■ **PROBLEM DESCRIPTION**: Return each line from the rows below that contains the word "blue". Case counts.

──────── RECORDS TO USE

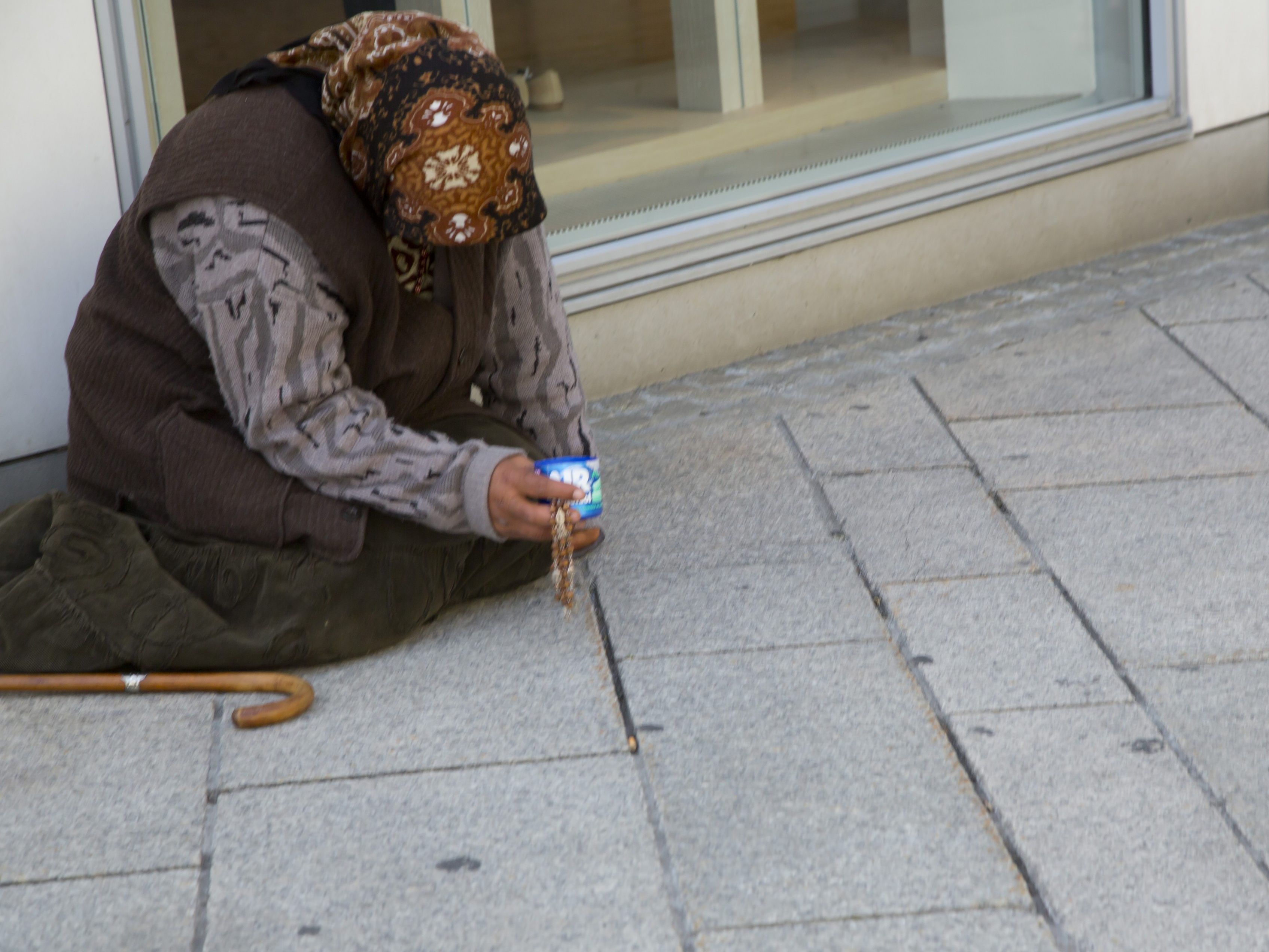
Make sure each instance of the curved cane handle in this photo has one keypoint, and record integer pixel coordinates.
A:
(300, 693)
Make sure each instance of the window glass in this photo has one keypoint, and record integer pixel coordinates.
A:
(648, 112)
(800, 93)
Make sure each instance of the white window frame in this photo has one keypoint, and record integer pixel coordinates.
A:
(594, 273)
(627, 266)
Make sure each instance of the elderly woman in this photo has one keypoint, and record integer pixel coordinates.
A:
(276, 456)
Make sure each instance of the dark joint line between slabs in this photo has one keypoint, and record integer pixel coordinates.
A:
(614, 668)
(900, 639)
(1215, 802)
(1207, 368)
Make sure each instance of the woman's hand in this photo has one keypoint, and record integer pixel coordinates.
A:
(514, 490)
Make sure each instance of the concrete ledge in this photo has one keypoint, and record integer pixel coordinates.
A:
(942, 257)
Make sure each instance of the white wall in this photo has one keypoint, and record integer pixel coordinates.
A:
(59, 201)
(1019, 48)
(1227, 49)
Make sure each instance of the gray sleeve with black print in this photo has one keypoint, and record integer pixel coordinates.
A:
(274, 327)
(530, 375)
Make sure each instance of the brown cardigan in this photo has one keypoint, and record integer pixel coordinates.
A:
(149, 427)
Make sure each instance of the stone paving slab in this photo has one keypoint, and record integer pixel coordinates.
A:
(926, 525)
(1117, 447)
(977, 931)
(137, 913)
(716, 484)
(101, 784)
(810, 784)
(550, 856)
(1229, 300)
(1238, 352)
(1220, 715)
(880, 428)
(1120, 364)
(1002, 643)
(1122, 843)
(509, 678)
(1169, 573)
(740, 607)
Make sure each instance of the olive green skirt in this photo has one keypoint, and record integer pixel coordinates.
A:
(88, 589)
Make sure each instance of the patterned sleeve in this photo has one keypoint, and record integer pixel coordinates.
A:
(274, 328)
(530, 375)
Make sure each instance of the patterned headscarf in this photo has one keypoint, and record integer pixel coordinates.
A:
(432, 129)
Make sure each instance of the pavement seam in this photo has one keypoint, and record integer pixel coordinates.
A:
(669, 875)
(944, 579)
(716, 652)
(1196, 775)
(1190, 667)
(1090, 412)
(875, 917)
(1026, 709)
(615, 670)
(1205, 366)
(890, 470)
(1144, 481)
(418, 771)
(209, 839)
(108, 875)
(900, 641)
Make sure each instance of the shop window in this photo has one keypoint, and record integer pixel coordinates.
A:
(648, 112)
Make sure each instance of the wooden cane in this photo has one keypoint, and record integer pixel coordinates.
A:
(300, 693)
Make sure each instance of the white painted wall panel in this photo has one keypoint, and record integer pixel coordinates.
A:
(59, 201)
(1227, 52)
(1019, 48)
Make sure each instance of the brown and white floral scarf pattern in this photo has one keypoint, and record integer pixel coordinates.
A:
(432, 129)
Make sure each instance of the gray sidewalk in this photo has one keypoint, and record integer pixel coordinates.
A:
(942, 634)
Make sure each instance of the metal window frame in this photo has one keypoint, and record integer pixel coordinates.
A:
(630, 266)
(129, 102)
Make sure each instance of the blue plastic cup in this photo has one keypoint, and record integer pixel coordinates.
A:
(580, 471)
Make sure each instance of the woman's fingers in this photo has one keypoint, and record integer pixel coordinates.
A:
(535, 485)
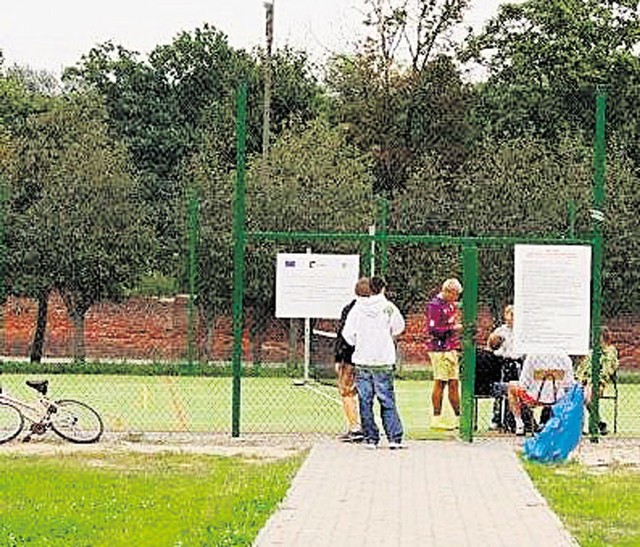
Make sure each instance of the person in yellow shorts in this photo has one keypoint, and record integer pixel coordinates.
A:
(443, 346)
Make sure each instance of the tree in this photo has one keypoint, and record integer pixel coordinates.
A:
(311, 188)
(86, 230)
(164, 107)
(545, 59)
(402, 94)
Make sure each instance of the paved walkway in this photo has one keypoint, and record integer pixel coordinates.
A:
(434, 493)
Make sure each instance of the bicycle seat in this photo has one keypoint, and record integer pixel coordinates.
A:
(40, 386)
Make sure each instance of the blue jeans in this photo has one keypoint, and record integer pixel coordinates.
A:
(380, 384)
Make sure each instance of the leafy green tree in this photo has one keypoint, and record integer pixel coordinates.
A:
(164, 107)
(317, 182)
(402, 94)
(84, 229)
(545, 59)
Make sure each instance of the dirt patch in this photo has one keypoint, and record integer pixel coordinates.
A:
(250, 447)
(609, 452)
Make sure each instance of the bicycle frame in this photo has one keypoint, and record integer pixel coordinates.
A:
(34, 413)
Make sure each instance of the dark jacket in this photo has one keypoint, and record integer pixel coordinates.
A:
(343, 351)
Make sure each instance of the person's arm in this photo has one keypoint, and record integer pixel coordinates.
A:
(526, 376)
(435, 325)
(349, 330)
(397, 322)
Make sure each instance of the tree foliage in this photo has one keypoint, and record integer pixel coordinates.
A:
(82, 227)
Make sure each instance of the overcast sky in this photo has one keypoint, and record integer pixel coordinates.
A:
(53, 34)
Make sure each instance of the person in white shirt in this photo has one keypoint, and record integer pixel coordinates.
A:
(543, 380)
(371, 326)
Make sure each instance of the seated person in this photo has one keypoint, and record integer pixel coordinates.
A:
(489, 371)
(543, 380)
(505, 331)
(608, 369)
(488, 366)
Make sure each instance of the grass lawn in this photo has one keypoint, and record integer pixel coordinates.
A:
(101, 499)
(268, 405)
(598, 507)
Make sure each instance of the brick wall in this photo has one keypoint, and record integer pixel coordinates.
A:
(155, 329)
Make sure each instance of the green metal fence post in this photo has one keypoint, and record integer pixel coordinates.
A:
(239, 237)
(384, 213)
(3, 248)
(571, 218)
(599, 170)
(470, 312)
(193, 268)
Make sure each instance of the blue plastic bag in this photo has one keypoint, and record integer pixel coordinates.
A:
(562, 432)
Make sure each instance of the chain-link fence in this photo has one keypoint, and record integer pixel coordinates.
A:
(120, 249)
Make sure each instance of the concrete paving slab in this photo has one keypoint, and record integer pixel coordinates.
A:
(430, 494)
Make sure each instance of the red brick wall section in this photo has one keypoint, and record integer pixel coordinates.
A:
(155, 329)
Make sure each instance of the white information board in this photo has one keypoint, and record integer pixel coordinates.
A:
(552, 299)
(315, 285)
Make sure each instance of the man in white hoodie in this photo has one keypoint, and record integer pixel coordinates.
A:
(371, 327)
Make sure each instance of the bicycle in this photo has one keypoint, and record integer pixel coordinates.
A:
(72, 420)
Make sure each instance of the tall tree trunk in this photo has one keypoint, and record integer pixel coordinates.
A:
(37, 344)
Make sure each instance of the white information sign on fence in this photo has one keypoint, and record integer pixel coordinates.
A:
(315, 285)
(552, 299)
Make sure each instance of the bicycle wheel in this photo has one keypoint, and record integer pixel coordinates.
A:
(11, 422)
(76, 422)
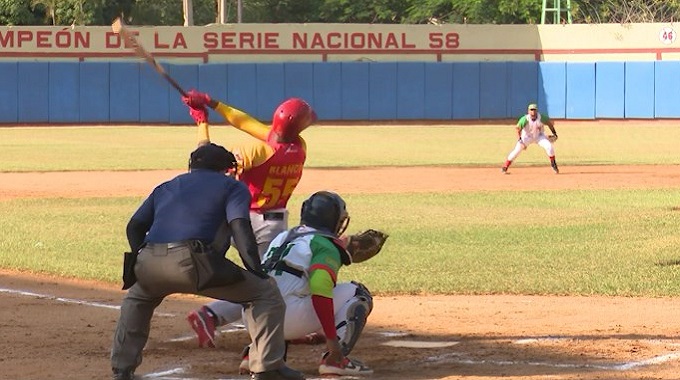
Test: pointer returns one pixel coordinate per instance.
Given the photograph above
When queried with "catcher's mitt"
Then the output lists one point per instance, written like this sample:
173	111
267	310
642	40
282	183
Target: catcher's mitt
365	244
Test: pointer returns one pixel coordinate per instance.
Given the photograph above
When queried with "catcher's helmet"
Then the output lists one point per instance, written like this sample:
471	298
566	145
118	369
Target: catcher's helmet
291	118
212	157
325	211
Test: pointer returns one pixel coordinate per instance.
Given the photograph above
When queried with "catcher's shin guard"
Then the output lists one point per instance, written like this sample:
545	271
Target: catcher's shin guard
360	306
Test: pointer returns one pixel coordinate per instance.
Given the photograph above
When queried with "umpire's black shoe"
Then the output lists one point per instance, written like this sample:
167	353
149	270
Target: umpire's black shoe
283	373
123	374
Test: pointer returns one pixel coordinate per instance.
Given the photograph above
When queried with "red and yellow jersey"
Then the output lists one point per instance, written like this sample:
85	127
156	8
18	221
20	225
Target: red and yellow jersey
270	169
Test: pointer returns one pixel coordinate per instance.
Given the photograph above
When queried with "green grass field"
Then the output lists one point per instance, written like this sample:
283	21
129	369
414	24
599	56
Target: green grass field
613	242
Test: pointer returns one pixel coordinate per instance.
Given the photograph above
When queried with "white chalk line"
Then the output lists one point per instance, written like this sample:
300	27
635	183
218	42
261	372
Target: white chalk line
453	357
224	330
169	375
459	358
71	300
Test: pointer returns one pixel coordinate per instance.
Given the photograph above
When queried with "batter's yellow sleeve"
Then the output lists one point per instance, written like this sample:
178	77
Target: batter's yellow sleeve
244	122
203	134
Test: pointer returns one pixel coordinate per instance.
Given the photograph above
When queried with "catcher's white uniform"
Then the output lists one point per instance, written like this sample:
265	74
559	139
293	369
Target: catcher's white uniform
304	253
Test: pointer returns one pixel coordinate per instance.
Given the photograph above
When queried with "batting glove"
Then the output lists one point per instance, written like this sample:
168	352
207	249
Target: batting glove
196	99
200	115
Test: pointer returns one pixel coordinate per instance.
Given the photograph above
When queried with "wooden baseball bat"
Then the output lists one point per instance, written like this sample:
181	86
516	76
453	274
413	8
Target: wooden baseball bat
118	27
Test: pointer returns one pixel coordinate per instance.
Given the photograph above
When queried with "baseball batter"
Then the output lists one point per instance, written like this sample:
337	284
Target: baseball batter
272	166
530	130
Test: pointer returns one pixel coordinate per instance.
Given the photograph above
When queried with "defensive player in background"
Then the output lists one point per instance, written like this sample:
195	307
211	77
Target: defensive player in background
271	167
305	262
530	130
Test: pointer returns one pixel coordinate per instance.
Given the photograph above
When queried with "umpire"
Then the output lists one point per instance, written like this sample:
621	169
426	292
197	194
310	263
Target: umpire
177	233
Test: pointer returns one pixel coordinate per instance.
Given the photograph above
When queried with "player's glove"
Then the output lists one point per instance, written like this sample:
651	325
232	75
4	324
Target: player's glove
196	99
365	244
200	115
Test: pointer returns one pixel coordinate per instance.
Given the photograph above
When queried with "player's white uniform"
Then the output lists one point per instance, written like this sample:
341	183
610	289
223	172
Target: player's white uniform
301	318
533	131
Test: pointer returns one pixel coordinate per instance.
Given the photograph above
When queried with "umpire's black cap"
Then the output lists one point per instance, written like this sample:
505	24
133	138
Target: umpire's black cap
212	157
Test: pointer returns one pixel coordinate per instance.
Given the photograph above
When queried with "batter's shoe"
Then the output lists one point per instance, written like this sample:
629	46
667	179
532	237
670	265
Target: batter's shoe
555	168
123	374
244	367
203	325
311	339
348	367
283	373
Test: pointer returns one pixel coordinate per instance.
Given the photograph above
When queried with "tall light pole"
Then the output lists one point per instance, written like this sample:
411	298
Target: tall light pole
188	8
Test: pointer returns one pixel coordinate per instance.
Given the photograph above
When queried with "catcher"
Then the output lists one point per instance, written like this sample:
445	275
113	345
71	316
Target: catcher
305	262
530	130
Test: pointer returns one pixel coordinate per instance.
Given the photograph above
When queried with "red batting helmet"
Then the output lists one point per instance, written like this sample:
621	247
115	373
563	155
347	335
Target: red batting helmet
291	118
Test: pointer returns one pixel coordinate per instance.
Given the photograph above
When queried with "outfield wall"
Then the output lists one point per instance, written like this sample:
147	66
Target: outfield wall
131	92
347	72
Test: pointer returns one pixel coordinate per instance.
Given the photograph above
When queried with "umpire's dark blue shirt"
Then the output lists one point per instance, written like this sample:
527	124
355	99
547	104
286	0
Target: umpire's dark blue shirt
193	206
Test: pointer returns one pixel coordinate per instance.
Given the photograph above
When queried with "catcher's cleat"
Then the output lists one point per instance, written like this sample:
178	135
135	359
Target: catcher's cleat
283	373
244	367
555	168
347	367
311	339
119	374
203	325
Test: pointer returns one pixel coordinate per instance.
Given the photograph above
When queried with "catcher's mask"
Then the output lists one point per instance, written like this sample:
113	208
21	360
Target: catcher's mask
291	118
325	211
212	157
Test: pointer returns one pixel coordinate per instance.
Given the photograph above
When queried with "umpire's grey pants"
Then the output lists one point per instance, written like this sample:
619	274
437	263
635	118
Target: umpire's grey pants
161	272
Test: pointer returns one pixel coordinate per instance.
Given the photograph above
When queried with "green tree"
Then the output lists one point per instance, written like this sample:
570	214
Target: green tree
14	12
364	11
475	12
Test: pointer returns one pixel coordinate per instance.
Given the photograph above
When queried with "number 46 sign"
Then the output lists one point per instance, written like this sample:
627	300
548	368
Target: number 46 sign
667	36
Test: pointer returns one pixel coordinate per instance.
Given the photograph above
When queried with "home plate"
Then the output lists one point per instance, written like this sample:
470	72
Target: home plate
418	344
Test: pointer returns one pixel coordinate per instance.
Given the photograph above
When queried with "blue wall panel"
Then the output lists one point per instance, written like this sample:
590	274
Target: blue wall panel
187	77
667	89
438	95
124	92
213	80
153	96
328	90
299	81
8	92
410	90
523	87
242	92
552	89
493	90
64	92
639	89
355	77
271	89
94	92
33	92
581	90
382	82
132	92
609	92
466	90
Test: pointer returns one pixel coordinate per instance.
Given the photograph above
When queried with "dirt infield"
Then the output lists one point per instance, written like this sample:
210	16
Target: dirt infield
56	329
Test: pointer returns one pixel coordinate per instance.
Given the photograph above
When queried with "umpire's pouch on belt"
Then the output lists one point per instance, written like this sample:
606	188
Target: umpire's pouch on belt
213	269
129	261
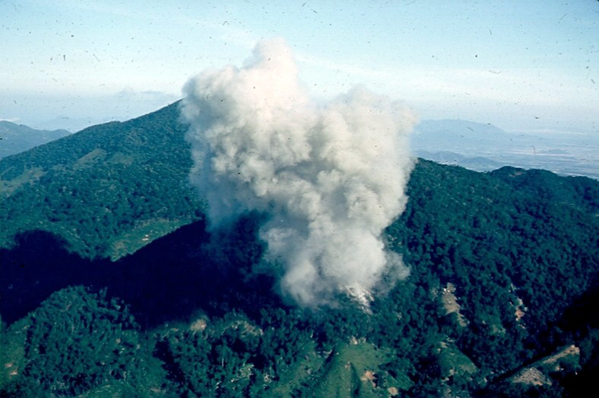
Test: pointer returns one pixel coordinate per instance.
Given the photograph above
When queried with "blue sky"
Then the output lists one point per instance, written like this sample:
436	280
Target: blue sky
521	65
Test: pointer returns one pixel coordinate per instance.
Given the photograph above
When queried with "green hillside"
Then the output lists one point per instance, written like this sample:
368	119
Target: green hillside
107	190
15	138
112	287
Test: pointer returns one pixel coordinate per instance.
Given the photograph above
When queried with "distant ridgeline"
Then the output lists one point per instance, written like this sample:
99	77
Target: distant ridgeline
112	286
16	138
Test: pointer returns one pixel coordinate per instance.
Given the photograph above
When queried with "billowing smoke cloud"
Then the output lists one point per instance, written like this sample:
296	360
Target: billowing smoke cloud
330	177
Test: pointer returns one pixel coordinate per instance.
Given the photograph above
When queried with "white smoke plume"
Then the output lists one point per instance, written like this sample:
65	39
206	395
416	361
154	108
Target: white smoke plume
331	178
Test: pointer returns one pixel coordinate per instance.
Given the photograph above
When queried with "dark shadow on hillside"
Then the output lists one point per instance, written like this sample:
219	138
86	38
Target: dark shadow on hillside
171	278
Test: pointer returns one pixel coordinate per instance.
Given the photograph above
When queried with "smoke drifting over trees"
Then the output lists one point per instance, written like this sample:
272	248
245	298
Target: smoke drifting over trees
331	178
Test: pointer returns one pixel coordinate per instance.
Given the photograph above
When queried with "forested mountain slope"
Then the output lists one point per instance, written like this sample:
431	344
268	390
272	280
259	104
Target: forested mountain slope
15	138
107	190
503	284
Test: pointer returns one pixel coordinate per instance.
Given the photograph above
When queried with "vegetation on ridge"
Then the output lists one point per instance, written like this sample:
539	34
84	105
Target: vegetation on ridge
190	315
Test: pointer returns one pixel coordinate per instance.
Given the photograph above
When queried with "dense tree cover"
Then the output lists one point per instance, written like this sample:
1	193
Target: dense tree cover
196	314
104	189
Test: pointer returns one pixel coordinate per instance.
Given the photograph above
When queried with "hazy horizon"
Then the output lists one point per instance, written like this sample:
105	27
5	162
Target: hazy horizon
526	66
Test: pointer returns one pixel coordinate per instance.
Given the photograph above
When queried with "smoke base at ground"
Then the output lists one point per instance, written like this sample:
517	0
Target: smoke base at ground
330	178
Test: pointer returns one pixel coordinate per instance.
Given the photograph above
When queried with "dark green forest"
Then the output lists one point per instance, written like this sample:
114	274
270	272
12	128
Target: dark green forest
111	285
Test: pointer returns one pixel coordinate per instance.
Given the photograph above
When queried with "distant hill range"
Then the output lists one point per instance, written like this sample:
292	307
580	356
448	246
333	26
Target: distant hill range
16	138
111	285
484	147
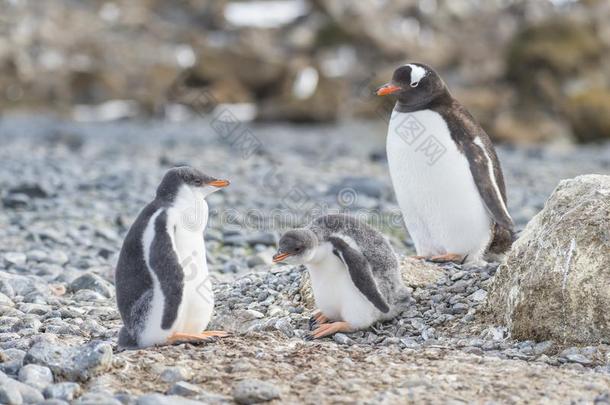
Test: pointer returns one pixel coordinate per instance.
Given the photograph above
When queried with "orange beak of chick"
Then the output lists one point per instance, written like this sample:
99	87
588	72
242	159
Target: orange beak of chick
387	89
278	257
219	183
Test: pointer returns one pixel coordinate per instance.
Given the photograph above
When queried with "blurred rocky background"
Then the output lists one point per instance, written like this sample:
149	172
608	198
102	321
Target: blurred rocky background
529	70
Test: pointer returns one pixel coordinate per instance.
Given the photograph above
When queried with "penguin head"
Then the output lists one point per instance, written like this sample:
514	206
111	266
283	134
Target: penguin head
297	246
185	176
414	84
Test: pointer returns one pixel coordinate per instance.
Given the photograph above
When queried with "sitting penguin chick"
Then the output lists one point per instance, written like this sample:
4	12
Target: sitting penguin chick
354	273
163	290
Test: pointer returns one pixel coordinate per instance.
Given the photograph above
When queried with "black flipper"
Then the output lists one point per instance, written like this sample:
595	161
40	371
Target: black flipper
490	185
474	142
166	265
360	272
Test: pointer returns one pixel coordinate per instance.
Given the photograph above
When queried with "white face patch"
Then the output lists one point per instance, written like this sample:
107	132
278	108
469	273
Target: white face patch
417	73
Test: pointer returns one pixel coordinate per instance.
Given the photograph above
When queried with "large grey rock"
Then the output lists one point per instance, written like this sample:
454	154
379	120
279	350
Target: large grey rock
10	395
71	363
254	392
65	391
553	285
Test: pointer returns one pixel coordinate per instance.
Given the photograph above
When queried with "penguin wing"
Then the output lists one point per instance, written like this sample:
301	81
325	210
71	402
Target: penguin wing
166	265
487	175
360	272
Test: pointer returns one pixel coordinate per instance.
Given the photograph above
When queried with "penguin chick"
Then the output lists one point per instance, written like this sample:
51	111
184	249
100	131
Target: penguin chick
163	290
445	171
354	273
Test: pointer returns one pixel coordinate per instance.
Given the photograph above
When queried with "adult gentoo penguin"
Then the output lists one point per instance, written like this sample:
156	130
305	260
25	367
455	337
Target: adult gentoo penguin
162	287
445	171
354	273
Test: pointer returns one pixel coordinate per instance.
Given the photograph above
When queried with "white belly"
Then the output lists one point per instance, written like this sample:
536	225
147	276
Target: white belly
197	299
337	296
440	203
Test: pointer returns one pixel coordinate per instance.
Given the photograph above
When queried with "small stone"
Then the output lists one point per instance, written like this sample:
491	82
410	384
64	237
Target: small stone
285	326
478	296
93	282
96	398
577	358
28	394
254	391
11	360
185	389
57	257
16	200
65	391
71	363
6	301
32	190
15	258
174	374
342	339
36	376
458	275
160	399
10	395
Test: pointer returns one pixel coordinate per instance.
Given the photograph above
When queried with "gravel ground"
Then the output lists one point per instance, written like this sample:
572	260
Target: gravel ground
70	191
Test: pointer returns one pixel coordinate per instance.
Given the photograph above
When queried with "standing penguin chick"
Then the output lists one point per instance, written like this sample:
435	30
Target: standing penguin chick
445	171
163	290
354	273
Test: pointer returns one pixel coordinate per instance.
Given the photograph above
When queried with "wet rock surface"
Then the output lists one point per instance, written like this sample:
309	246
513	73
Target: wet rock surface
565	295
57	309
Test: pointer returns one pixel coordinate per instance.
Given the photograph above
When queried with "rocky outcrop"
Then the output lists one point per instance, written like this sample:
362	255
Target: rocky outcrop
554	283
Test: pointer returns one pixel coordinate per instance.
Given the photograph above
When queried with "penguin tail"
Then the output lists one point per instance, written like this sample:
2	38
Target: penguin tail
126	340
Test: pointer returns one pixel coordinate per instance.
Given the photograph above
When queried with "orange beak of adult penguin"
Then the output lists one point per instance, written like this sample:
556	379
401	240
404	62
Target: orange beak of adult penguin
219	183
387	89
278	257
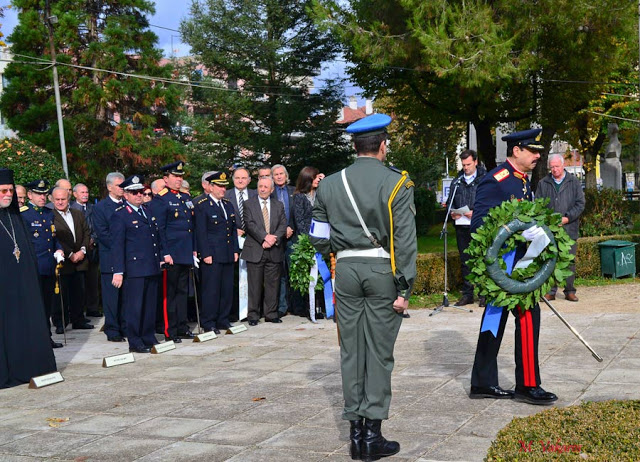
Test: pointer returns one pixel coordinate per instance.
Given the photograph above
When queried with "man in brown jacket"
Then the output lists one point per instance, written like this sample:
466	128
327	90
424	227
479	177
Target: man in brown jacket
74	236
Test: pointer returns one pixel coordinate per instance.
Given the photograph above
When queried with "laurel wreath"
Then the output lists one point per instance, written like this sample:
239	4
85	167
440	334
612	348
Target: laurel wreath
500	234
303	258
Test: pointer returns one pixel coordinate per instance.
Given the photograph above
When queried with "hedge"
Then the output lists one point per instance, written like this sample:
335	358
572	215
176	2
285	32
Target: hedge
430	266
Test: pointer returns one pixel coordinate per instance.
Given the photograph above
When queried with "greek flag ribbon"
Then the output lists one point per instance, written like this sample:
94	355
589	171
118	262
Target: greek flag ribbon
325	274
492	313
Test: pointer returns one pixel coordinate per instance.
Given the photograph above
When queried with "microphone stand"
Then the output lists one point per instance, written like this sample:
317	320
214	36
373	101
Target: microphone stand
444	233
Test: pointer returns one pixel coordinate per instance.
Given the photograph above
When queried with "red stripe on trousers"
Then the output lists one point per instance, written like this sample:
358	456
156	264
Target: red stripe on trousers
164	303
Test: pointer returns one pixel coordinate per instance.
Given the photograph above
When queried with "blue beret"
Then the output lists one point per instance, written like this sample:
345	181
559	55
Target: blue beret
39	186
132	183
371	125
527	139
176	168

────────────────

■ **REPLY**:
Make sure each instance of the blue plastic cup in this photo has one keypoint, and record integer pixel coordinates.
Make sure each instance of the blue jeans in this photo has one keypoint, and record integer pixel coordinates.
Make sure each instance of the blue plastic bag in this photo has one keypoint, and record integer pixel coordinates.
When queried with "umpire's dark blue shirt"
Target: umpire's dark blue shirt
When queried with "blue wall panel"
Target: blue wall panel
When queried with "blue sky"
Target: blue sky
When queried with "blue beret"
Target: blue beret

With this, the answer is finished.